* _Fragmento seleccionado_:
◇ ◇ ◇ ◇

Nada de la frialdad dominante atribuida a ciertas gamas colorísticas en una parte de su obra; gamas: terminología al fin para nombrar la técnica: la técnica, esa prestidigitadora que desvía la visión del espíritu del artista. “La técnica en arte es el asombro de los bobos”, escribió en 1943. En sus pinturas hasta en los azules se siente la palpitación de su fuego, dejando su marca en la violencia travestida de gelidez, en la desolación de sus desiertos. El fuego sediento. El fuego que no termina por encontrar su agua incomprendida, el nombre de su orfandad. El fuego, la forma de vida más instantánea. Cómo me gustaría sacarle una radiografía a una de las pinturas de Rodríguez Lozano, una de las del periodo identificado como la “época blanca”. ¿Qué habrá debajo de esas pinturas?, ¿llamas o ceniza?

◇ ◇ ◇ ◇

(Ítems de un conjunto de datos)

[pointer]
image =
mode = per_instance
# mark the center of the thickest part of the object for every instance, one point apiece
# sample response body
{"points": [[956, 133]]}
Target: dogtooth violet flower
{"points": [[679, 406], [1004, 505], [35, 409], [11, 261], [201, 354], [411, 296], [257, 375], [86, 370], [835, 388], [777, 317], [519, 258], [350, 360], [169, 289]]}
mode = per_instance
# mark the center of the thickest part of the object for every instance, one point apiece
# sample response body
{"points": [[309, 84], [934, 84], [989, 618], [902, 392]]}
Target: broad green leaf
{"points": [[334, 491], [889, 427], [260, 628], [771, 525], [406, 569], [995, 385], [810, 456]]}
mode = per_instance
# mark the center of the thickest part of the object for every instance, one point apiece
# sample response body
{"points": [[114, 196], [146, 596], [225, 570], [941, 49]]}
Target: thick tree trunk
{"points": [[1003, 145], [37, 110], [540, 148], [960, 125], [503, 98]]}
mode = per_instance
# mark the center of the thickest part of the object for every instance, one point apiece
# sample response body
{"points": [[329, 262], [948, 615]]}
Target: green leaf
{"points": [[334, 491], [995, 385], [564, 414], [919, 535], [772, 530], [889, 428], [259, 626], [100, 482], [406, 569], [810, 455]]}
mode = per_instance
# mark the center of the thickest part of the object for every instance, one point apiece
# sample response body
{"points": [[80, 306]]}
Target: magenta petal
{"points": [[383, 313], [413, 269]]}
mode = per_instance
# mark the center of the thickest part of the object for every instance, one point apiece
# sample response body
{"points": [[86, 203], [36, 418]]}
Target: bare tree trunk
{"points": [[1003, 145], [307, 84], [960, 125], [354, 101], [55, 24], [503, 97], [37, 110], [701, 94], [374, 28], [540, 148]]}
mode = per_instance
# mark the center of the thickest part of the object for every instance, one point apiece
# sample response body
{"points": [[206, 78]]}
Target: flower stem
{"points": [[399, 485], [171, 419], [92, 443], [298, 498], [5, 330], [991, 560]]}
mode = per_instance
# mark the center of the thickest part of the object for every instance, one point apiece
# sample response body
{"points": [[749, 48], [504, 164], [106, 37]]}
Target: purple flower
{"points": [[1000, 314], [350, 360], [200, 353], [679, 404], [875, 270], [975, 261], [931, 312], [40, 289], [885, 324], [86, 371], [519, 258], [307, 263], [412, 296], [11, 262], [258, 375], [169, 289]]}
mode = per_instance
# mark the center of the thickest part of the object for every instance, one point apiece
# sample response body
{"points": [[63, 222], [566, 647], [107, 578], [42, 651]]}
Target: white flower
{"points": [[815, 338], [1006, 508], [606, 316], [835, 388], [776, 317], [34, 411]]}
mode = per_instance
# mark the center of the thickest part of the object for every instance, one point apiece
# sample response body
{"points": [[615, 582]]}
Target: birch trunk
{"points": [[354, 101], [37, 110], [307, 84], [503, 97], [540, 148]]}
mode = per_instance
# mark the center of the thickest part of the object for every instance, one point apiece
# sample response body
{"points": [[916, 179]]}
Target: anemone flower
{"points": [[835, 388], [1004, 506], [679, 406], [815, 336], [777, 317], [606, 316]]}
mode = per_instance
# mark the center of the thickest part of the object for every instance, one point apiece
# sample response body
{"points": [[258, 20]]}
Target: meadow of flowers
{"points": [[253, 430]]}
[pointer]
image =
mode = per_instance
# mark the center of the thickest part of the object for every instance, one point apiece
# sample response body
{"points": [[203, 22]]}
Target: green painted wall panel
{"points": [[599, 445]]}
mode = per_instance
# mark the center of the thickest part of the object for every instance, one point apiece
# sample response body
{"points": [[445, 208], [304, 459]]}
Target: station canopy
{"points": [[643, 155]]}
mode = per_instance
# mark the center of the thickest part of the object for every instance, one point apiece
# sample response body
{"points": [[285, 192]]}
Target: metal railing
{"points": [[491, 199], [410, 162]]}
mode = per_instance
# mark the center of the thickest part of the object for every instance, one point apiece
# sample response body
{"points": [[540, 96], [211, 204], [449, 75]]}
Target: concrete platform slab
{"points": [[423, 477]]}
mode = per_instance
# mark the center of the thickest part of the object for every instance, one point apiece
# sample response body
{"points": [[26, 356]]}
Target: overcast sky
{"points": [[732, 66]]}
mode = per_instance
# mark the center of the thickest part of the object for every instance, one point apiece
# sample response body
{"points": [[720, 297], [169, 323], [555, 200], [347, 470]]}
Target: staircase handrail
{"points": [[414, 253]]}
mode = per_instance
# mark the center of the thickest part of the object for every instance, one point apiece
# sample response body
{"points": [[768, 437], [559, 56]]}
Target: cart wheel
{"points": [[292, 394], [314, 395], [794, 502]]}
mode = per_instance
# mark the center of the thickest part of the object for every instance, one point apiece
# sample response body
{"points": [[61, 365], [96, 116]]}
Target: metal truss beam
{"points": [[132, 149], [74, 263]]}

◇ ◇ ◇ ◇

* _Ejercicios escritos_:
#1 ¿Con qué nombre se identifica el periodo de las pinturas de Rodríguez Lozano que se menciona al final del fragmento seleccionado?
#2 Selecciona todas las líneas de las filas que contengan la palabra "green". Ten en cuenta que se distingue entre mayúsculas y minúsculas.

* _Soluciones_:
#1 La “época blanca”.

#2
Target: broad green leaf
Target: green leaf
Target: green painted wall panel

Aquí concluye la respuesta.